— BEGIN PROVIDED RECORDS —

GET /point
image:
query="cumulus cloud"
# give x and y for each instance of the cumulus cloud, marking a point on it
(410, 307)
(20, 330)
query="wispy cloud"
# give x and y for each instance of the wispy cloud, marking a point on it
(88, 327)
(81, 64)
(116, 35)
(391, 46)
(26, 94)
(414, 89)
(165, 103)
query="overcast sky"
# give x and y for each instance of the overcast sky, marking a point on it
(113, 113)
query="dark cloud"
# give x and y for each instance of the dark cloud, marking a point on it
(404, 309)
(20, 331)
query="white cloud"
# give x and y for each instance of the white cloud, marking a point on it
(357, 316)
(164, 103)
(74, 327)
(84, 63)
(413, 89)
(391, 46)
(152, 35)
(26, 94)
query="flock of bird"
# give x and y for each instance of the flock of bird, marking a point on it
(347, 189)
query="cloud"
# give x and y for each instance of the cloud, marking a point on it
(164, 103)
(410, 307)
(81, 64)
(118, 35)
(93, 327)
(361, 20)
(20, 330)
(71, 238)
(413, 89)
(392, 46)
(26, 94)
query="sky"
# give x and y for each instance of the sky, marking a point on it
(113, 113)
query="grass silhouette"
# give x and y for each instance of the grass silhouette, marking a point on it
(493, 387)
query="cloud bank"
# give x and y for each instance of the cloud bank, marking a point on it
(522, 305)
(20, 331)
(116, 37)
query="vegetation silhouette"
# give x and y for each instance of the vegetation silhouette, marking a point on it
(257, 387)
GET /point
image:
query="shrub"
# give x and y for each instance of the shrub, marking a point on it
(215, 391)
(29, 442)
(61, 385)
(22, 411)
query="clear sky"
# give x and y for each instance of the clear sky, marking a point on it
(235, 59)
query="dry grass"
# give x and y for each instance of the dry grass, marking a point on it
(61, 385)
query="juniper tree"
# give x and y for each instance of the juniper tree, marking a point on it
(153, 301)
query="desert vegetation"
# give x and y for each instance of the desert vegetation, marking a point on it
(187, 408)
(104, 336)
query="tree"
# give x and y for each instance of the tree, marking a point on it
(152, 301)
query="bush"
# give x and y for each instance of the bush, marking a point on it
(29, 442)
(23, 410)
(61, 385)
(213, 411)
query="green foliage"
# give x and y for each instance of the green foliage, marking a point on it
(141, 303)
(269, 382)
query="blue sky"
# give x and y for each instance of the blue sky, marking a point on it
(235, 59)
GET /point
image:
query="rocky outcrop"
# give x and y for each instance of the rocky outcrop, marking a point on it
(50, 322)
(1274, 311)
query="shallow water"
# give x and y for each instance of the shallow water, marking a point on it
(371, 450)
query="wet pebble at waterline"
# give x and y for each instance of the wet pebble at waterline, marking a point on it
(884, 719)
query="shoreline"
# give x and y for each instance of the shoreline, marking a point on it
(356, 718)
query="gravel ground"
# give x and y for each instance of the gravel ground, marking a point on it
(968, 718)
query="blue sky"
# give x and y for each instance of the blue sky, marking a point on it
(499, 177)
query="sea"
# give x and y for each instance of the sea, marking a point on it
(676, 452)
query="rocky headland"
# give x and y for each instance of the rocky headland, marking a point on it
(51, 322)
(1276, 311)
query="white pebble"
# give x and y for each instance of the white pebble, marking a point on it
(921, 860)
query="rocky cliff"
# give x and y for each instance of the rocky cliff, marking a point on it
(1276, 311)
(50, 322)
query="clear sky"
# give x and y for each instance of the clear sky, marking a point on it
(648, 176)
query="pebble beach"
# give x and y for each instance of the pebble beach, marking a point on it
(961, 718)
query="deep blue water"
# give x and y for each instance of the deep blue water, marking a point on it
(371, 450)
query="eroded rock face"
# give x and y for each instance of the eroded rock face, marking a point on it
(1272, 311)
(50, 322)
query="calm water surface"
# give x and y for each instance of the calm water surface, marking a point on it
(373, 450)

— END PROVIDED RECORDS —

## AIM
Each entry must be reproduced verbatim.

## EXERCISE SOLUTION
GET /point
image:
query="cumulus cloud"
# give x and y for each instance of the cumulus cloud, marking a point on it
(410, 307)
(20, 330)
query="wispy cloud"
# give x and y for each instance of the wispy cloud, marking a point on it
(88, 327)
(81, 64)
(116, 35)
(391, 46)
(26, 94)
(414, 89)
(165, 103)
query="overcast sky"
# give x and y for each instance of the overcast sky, marking a point on it
(113, 113)
query="dark cloud"
# give x and y for each instance of the dark cloud, marking a point on it
(404, 309)
(20, 331)
query="white cloud"
# give x and y for each instance of the white cloud, marking a point on it
(357, 316)
(164, 103)
(74, 327)
(84, 63)
(413, 89)
(391, 46)
(152, 35)
(26, 94)
query="flock of bird"
# give x and y for each instance of the flock of bird, marking a point on it
(347, 189)
query="cloud"
# give x and y for each instance of the cloud, marking a point on it
(164, 103)
(410, 307)
(81, 64)
(118, 35)
(93, 327)
(361, 20)
(20, 330)
(71, 238)
(413, 89)
(392, 46)
(26, 94)
query="sky"
# give x and y for each instance of the sky, marking a point on it
(113, 113)
query="grass silhouette"
# give x and y for each instance of the grass silhouette, marking a point on it
(493, 387)
query="cloud bank"
# give x and y for each instance of the cloud bank, marking a point on it
(522, 305)
(20, 331)
(116, 37)
query="vegetation silhouette"
# give x and y for each instance of the vegetation silhouette, marking a point on it
(257, 387)
GET /point
image:
query="shrub"
# give x and y for each instance of the shrub, marking a point on it
(215, 391)
(29, 442)
(61, 385)
(22, 411)
query="clear sky"
# give x and y for each instance of the clear sky, marking a point on it
(235, 59)
query="dry grass"
# give x and y for each instance of the dry grass, marking a point on it
(61, 385)
query="juniper tree"
# give x and y for each instance of the juniper tree, marking a point on it
(153, 301)
query="desert vegetation"
# give x and y for each instance of the desert vegetation, marking a point on it
(187, 408)
(104, 336)
query="tree"
# give x and y for each instance of the tree, marking a point on it
(152, 301)
query="bush"
# give x and y for each instance of the bush, marking a point on it
(29, 442)
(23, 410)
(61, 385)
(213, 411)
query="green foliage"
# give x and y for each instance of the green foliage, marking a point on it
(141, 303)
(269, 382)
query="blue sky"
# give x and y for each instance of the blue sky, marking a point on it
(235, 59)
GET /point
image:
query="rocky outcrop"
# give x and y for each instance of the rocky outcrop, marking a point on it
(50, 322)
(1274, 311)
query="shallow water"
# give x and y for each instance of the shallow water, marking a point on it
(371, 450)
query="wet pebble at waterline"
# give x and y for each instance of the wet pebble at waterline, marking a point on it
(884, 719)
query="shoreline"
# give x and y for each instance of the shoreline, marking a point on it
(356, 718)
query="gravel ground"
# give x and y for each instance of the gravel ground, marking a point on it
(968, 718)
query="blue sky"
# give x and y for each instance of the blue sky, marking a point on it
(499, 177)
query="sea"
# give x and y for each instance of the sea, marking a point on it
(676, 452)
query="rocky headland"
# give x and y for each instance of the rocky headland, marking a point on it
(51, 322)
(1276, 311)
query="white pebble"
# give x and y for each instance of the white pebble, marking a point on it
(921, 860)
query="rocky cliff"
# give x and y for each instance of the rocky cliff, marking a point on it
(1276, 311)
(50, 322)
query="clear sky"
# give x and y for each instance of the clear sky, marking a point on it
(648, 176)
query="pebble beach"
# give x and y for each instance of the pebble beach, marking a point on it
(961, 718)
query="deep blue water"
# give x and y for each instance of the deep blue water, marking a point on it
(371, 450)
query="eroded rock face"
# give x and y for each instance of the eroded rock face, marking a point on it
(1272, 311)
(50, 322)
query="calm water surface"
# give x and y for each instance of the calm water surface, marking a point on it
(373, 450)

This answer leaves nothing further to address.